▼
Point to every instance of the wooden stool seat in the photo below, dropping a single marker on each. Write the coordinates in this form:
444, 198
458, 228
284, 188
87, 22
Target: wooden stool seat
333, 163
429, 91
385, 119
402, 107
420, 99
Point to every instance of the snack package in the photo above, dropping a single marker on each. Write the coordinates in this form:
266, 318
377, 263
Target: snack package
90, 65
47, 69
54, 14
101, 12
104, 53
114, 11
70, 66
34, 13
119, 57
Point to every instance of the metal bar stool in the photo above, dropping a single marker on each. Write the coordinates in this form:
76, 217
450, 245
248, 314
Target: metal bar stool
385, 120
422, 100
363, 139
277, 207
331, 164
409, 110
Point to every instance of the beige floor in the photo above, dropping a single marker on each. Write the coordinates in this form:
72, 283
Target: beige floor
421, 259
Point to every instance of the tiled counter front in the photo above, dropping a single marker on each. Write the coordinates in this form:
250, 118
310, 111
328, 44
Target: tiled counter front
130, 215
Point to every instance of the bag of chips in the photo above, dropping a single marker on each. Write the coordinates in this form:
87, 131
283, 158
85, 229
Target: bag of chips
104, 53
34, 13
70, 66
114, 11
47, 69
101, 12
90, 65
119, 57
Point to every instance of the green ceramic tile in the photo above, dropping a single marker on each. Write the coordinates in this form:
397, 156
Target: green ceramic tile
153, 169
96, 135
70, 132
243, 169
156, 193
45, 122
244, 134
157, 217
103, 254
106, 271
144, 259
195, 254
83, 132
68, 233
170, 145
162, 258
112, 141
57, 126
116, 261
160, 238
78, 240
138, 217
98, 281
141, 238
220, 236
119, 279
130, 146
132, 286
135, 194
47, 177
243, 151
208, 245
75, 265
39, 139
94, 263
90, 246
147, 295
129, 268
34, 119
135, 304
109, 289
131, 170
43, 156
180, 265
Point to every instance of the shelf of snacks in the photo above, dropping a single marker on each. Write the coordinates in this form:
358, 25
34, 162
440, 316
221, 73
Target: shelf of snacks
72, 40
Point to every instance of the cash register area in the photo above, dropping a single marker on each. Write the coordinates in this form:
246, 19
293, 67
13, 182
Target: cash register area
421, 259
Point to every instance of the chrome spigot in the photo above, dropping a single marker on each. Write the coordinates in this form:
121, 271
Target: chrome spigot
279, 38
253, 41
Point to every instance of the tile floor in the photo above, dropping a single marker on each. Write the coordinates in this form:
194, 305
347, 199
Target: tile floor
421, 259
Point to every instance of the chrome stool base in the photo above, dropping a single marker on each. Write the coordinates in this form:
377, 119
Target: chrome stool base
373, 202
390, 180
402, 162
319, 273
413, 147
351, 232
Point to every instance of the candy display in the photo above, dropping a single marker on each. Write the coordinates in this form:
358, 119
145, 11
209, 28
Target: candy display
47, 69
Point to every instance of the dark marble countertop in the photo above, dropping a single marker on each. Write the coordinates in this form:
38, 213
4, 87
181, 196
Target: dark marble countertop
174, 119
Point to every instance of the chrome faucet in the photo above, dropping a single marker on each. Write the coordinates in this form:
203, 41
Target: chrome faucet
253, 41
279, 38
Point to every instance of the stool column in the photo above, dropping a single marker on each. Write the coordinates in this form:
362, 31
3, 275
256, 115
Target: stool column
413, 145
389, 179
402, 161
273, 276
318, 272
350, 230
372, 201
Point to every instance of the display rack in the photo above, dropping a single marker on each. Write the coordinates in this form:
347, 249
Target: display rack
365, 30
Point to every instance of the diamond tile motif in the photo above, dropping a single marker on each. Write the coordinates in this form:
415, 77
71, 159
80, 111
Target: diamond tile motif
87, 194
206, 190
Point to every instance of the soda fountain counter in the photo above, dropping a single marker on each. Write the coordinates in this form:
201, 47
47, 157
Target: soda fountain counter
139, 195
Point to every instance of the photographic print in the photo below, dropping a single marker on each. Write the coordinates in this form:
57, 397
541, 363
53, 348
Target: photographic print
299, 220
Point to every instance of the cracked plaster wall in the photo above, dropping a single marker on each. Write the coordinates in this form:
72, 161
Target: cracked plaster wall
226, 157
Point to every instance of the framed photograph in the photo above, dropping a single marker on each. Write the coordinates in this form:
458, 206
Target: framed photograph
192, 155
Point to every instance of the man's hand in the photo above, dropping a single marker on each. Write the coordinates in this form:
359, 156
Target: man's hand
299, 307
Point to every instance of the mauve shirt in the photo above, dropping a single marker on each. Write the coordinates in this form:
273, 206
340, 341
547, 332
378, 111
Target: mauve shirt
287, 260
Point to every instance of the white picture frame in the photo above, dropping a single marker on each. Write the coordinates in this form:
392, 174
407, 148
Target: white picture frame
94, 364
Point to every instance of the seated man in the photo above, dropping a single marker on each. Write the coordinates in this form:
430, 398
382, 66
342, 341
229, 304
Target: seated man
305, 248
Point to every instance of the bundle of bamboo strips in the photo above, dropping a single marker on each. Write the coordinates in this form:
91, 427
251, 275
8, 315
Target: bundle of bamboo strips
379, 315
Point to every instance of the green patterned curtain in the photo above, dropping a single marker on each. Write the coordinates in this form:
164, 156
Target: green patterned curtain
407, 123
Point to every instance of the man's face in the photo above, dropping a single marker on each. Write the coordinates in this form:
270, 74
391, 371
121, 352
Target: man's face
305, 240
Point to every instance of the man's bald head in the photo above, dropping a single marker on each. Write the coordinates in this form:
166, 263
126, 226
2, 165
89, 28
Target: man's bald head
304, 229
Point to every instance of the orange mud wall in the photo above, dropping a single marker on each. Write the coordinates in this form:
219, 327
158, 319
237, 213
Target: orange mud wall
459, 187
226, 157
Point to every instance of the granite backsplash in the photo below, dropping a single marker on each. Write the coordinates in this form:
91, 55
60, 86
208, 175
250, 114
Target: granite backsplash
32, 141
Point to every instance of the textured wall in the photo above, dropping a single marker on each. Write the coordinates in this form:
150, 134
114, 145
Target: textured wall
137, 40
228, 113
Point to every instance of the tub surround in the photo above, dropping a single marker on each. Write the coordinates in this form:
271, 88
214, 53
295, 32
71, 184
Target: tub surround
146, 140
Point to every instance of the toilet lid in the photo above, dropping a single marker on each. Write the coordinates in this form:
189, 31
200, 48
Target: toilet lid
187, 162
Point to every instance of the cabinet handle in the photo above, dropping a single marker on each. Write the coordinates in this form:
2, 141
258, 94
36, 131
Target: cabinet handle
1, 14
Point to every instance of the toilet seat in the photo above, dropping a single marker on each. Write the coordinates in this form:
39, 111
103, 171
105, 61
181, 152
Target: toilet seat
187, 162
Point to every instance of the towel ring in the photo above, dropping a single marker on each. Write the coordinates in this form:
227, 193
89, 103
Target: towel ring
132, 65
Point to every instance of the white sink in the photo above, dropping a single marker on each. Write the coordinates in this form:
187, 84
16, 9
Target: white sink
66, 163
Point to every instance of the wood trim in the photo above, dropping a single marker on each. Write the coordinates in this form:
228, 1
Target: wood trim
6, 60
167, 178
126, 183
▲
**STATED GOAL**
Write out every entry exactly as given.

**RESPONSE**
Point to every instance of the wooden stool seat in the photo below, dropping a single marker on each. Write the coordinates in this form:
444, 198
458, 228
284, 188
87, 22
Target: wooden stool seat
333, 163
429, 91
385, 119
402, 107
420, 99
Point to every instance of the snack package in the photo above, dropping a single marker on each. Write the coordinates in this form:
266, 318
377, 263
Target: snack package
90, 65
47, 69
54, 14
101, 12
104, 53
114, 11
70, 66
34, 13
119, 57
Point to every instance of the metal bar stool in the photo above, dropping a single marker on each. Write the coordinates in this form:
76, 217
450, 245
248, 314
Target: metal bar stool
385, 120
422, 100
363, 139
277, 207
331, 164
409, 110
Point to every instance of the beige floor in the photo above, dropping a single marker on each. Write the coordinates in this form:
72, 283
Target: beige floor
421, 259
Point to every instance of the tiled counter front in the photo above, dropping a single marker on each. Write the coordinates in this form:
250, 118
310, 111
328, 44
Target: tiled counter front
130, 215
Point to every instance of the bag of chips in the photo above, dropping a single marker on each. Write the coordinates in this form:
87, 131
283, 158
85, 229
Target: bag of chips
104, 53
34, 13
70, 66
114, 11
47, 69
101, 12
90, 65
119, 57
Point to every instance of the green ceramic tile in the photo above, dropping a single marker on each. Write the coordinates in this form:
397, 156
Target: green ceramic tile
153, 169
96, 135
70, 132
243, 169
156, 193
45, 122
244, 134
157, 217
103, 254
106, 271
144, 259
195, 254
83, 132
68, 233
170, 145
162, 258
112, 141
57, 126
116, 261
160, 238
78, 240
138, 217
98, 281
141, 238
220, 236
119, 279
130, 146
132, 286
135, 194
47, 177
243, 151
208, 245
75, 265
39, 139
94, 263
90, 246
147, 295
129, 268
34, 119
135, 304
109, 289
131, 170
43, 156
180, 265
Point to every instance of the shelf of snacks in the photo above, dropping a single marker on each. Write the coordinates in this form:
358, 25
34, 162
440, 316
221, 73
Target: shelf of snacks
72, 40
Point to every instance of the cash register area in the photo above, dropping a single marker on each. Write the coordinates in this form:
246, 19
293, 67
13, 182
Target: cash register area
421, 259
Point to every instance of the chrome spigot in the photo above, dropping a single marker on each. Write the coordinates in this form:
121, 271
Target: chrome spigot
279, 38
253, 41
Point to every instance of the tile floor in the photo above, dropping a single marker on each. Write the coordinates in this form:
194, 305
347, 199
Target: tile floor
421, 259
Point to every instance of the chrome stool base in the photo above, dropping a single marker on each. Write the coordinates in this form:
377, 119
Target: chrome stool base
373, 202
390, 180
402, 162
319, 273
413, 147
351, 232
Point to every instance of the candy display in the photo above, dropping a single marker on each. Write the coordinates in this form:
358, 119
145, 11
209, 28
Target: candy display
47, 69
Point to every instance of the dark marble countertop in the photo above, dropping a single marker on each. Write the coordinates in this form:
38, 213
4, 87
181, 196
Target: dark marble countertop
174, 119
Point to every instance of the chrome faucet in the photo above, dropping a single marker on each. Write the coordinates in this form:
203, 41
Target: chrome faucet
253, 41
279, 38
Point to every instance of the stool column in the photo above, dropping a single marker on each. Write the coordinates in this form:
362, 31
3, 275
256, 115
Target: stool column
413, 145
389, 179
402, 161
273, 276
318, 272
350, 230
372, 201
Point to every instance of the display rack in the photo above, dropping a single marker on each. Write the coordinates in this form:
347, 249
Target: display rack
365, 30
Point to every instance of the diamond tile motif in the photo above, dropping a single marker on each. Write the coordinates in this form:
415, 77
71, 159
80, 111
Target: diamond tile motif
87, 194
206, 190
Point to every instance of the soda fountain counter in the photo above, dropping a single marker on each. Write the coordinates in this form:
201, 47
47, 157
Target: soda fountain counter
139, 195
Point to every instance of the photographic print in the photo below, dropping a single marker on each. Write the coordinates in this form:
57, 397
541, 363
53, 348
Target: photographic print
299, 220
Point to every instance of the cracked plaster wall in the photo above, dropping a single marker on each. Write the coordinates in this form:
72, 161
Target: cracked plaster wall
226, 157
Point to every instance of the framed photograph in the photo above, dropping a single marker on each. Write the coordinates in this form:
458, 206
Target: framed photograph
192, 155
Point to every instance of the man's hand in the photo above, dropping a single marker on each. Write the coordinates in this form:
359, 156
Target: man's hand
299, 307
Point to every instance of the mauve shirt in the photo above, dropping a single marker on each. Write the coordinates in this form:
273, 206
340, 341
547, 332
378, 111
Target: mauve shirt
287, 260
Point to every instance of the white picture frame in the photo above, dropping a single marker on each. Write the coordinates in this form:
392, 174
407, 148
Target: white picture frame
94, 364
Point to every instance of the seated man in the photo above, dropping a single marker on each. Write the coordinates in this form:
430, 398
382, 66
342, 341
229, 304
Target: seated man
305, 248
Point to every instance of the bundle of bamboo strips in the photo above, dropping a single marker on each. Write the coordinates in this form:
91, 427
251, 275
8, 315
Target: bundle of bamboo strips
379, 315
Point to every instance of the green patterned curtain in the photo above, dropping a single marker on each. Write the coordinates in this form:
164, 156
Target: green patterned curtain
407, 123
Point to every instance of the man's face in the photo above, dropping a single marker on each. Write the coordinates in this form:
270, 74
391, 371
121, 352
Target: man's face
305, 240
Point to every instance of the man's bald head in the photo above, dropping a single marker on each. Write the coordinates in this form:
166, 263
126, 226
2, 165
89, 28
Target: man's bald head
304, 229
Point to every instance of the orange mud wall in the photo above, dropping a single marker on each. Write the coordinates in this form:
219, 327
158, 319
237, 213
Target: orange mud wall
459, 187
226, 157
Point to every instance of the granite backsplash in the photo below, dropping a single marker on each. Write the coordinates in this form:
91, 55
60, 86
208, 175
250, 114
Target: granite backsplash
32, 141
Point to every instance of the textured wall in the photo above, dropping a single marker on each. Write the coordinates in this form:
150, 134
114, 145
Target: textured wall
137, 40
228, 113
Point to every instance of the tub surround in the photo above, dropping a single marker on each. Write the coordinates in this form:
271, 88
214, 53
295, 32
71, 184
Target: tub surround
146, 140
Point to every instance of the toilet lid in the photo above, dropping a single marker on each. Write the coordinates in this form:
189, 31
200, 48
Target: toilet lid
187, 162
Point to every instance of the cabinet handle in the photo above, dropping a single marker on each. Write the coordinates in this form:
2, 141
258, 94
36, 131
Target: cabinet handle
1, 14
Point to every instance of the toilet seat in the photo above, dropping a single marker on each. Write the coordinates in this form:
39, 111
103, 171
105, 61
181, 152
Target: toilet seat
187, 162
Point to every instance of the towel ring in the photo above, dropping a single marker on each. Write the coordinates in this form:
227, 193
89, 103
Target: towel ring
132, 65
Point to every instance of the white sink in the photo above, dropping a single marker on each. Write the coordinates in this form:
187, 84
16, 9
Target: white sink
66, 163
Point to every instance of the wood trim in the photo above, dropping a single marker on each. Write the coordinates in this form:
228, 1
Target: wood trim
6, 60
167, 178
126, 183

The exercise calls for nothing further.